**EXTRACT PROVIDED:**
* * * *
The Lophotrochozoa, evolved within Protostomia, include two of the most successful animal phyla, the Mollusca and Annelida. The former, which is the second-largest animal phylum by number of described species, includes animals such as snails, clams, and squids, and the latter comprises the segmented worms, such as earthworms and leeches. These two groups have long been considered close relatives because of the common presence of trochophore larvae, but the annelids were considered closer to the arthropods because they are both segmented. Now, this is generally considered convergent evolution, owing to many morphological and genetic differences between the two phyla. Lophotrochozoa also includes the Nemertea or ribbon worms, the Sipuncula, and several phyla that have a ring of ciliated tentacles around the mouth, called a lophophore. These were traditionally grouped together as the lophophorates. but it now appears that the lophophorate group may be paraphyletic, with some closer to the nemerteans and some to the molluscs and annelids. They include the Brachiopoda or lamp shells, which are prominent in the fossil record, the Entoprocta, the Phoronida, and possibly the Bryozoa or moss animals.
The Platyzoa include the phylum Platyhelminthes, the flatworms. These were originally considered some of the most primitive Bilateria, but it now appears they developed from more complex ancestors. A number of parasites are included in this group, such as the flukes and tapeworms. Flatworms are acoelomates, lacking a body cavity, as are their closest relatives, the microscopic Gastrotricha. The other platyzoan phyla are mostly microscopic and pseudocoelomate. The most prominent are the Rotifera or rotifers, which are common in aqueous environments. They also include the Acanthocephala or spiny-headed worms, the Gnathostomulida, Micrognathozoa, and possibly the Cycliophora. These groups share the presence of complex jaws, from which they are called the Gnathifera.
A.18 Binomial nomenclature
Binomial nomenclature, also called binominal nomenclature or binary nomenclature, is a formal system of naming species of living things by giving each a name composed of two parts, both of which use Latin grammatical forms, although they can be based on words from other languages. Such a name is called a binomial name (which may be shortened to just “binomial”), a binomen, binominal name or a scientific name; more informally it is also called a Latin name. The first part of the name identifies the genus to which the species belongs; the second part - the specific name or specific epithet - identifies the species within the genus. For example, humans belong to the genus Homo and within this genus to the species Homo sapiens. The formal introduction of this system of naming species is credited to Carl Linnaeus, effectively beginning with his work Species Plantarum in 1753. But Gaspard Bauhin, in as early as 1623, had introduced in his book Pinax theatri botanici (English, Illustrated exposition of plants) many names of genera that were later adopted by Linnaeus.
* * * *
**AVAILABLE DATA:**

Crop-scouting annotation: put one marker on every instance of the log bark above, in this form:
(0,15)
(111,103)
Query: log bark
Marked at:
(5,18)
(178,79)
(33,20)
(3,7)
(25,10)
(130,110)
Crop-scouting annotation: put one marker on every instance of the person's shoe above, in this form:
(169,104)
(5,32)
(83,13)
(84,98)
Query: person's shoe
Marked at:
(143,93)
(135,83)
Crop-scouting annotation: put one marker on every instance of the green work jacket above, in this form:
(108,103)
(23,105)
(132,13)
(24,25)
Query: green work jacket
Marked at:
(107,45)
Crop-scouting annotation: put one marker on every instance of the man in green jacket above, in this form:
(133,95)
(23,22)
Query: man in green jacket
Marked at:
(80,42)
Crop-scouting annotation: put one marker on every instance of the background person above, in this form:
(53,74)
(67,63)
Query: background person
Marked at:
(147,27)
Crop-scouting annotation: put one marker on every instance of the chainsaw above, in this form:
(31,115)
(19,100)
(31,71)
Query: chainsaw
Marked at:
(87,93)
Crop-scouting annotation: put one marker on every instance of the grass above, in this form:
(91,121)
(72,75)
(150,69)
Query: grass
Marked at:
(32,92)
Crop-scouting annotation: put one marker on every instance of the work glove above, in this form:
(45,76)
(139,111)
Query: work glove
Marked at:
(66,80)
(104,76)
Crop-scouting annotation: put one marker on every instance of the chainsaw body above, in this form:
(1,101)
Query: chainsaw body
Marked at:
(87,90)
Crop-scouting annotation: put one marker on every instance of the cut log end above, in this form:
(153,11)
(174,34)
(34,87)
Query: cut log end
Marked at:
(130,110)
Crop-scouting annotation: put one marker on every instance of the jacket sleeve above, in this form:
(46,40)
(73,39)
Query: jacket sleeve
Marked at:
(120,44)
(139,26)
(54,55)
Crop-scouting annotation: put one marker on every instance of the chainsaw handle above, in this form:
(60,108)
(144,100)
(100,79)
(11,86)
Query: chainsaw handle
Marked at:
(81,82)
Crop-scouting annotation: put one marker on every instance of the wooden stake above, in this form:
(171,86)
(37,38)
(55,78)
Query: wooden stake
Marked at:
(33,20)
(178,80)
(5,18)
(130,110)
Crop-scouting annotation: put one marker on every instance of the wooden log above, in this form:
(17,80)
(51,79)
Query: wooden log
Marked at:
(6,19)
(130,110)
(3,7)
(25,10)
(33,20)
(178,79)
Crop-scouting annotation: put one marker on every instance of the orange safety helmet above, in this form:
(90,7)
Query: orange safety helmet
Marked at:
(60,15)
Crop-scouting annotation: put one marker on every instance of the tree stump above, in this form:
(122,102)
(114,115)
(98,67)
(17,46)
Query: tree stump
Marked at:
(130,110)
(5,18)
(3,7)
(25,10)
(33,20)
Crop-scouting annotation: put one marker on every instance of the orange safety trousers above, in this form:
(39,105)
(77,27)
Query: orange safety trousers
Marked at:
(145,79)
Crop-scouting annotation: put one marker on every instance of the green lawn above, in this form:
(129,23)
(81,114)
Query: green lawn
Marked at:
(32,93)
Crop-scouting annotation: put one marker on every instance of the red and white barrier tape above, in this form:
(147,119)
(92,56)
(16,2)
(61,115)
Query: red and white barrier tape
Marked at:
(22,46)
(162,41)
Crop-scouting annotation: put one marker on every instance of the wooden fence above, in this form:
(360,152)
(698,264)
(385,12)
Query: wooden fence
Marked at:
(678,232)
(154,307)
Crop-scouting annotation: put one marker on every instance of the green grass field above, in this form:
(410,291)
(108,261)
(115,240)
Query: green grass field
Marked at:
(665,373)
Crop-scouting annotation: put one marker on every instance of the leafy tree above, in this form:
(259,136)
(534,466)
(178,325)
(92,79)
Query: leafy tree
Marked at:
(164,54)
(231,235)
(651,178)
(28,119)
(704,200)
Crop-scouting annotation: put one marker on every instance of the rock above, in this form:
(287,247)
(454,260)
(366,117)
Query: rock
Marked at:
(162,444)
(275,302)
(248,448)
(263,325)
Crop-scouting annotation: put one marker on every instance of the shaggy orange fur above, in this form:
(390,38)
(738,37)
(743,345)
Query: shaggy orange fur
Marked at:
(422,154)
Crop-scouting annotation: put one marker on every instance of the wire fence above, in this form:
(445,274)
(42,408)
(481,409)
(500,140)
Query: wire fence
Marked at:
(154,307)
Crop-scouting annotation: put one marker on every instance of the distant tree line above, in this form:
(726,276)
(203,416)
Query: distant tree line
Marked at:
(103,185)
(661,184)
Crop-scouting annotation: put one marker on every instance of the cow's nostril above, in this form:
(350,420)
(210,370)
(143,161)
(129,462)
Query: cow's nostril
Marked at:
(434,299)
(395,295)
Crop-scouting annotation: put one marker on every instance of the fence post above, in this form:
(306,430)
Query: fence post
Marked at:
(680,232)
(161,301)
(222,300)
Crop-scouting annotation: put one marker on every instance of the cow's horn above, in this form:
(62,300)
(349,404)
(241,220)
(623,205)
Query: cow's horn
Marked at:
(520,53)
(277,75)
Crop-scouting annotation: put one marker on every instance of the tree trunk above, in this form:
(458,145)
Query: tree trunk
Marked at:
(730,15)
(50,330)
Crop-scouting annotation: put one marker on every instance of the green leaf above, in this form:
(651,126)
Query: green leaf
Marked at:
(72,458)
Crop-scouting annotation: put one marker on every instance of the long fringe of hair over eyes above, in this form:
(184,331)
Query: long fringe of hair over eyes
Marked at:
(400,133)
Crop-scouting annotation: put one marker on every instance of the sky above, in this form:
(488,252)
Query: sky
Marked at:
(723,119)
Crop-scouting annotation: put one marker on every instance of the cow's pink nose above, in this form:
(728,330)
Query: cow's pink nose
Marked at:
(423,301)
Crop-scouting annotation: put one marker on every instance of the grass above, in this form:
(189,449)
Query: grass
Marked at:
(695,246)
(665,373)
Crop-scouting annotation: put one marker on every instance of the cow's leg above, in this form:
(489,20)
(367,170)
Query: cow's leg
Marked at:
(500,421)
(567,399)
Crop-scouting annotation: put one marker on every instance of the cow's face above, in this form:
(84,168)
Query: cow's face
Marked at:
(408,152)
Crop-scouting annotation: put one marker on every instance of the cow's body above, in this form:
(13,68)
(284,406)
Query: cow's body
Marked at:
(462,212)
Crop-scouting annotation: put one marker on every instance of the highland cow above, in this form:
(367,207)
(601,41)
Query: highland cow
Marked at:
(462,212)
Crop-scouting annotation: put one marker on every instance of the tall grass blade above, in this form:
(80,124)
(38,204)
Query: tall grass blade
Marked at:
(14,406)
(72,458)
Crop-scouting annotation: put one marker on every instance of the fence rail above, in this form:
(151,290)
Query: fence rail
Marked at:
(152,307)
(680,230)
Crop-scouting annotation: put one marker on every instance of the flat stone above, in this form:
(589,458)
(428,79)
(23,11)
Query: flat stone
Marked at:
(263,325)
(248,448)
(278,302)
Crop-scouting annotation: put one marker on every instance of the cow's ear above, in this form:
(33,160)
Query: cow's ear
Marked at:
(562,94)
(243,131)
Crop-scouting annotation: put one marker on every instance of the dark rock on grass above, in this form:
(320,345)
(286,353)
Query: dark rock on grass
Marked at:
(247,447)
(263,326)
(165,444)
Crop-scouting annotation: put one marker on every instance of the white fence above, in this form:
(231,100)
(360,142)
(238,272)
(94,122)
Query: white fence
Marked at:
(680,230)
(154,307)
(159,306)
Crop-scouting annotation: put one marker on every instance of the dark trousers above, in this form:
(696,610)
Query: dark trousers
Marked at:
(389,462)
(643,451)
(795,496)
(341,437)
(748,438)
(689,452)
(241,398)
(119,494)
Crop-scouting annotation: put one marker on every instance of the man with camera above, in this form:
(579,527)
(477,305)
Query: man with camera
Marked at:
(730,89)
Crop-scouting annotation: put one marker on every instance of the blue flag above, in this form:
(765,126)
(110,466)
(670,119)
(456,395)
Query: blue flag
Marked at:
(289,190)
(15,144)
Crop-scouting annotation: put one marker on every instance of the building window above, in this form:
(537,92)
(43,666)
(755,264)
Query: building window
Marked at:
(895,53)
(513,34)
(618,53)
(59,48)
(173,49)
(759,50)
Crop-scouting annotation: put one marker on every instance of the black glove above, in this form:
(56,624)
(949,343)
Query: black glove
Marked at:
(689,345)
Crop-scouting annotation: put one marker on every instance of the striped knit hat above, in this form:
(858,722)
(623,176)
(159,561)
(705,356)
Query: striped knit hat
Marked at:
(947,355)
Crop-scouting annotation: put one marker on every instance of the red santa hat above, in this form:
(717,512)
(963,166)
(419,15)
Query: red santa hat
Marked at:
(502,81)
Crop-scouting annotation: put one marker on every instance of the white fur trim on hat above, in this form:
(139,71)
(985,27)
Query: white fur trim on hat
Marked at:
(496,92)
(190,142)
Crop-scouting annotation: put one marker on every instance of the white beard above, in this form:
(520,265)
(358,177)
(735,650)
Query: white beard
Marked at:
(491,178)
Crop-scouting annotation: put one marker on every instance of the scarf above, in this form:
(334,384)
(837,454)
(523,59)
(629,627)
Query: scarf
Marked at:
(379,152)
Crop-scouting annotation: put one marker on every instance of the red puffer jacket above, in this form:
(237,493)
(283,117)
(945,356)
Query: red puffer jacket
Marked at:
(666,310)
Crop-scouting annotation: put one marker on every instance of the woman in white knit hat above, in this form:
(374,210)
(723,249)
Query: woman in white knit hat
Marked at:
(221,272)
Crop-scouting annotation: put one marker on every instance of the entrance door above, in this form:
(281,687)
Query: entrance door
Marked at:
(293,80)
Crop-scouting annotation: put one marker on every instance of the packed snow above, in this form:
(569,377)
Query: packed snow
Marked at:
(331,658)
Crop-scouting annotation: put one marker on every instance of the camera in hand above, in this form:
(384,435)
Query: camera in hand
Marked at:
* * * *
**QUESTIONS ON THE MATERIAL:**
(1) List every alternative term that the passage on animal phyla and binomial nomenclature gives for a binomial name.
(2) Transcribe the passage on animal phyla and binomial nomenclature from "The Platyzoa include" to "called the Gnathifera.".

**ANSWERS BY ITEM NUMBER:**
(1) binomial, binomen, binominal name, scientific name, Latin name

(2)
The Platyzoa include the phylum Platyhelminthes, the flatworms. These were originally considered some of the most primitive Bilateria, but it now appears they developed from more complex ancestors. A number of parasites are included in this group, such as the flukes and tapeworms. Flatworms are acoelomates, lacking a body cavity, as are their closest relatives, the microscopic Gastrotricha. The other platyzoan phyla are mostly microscopic and pseudocoelomate. The most prominent are the Rotifera or rotifers, which are common in aqueous environments. They also include the Acanthocephala or spiny-headed worms, the Gnathostomulida, Micrognathozoa, and possibly the Cycliophora. These groups share the presence of complex jaws, from which they are called the Gnathifera.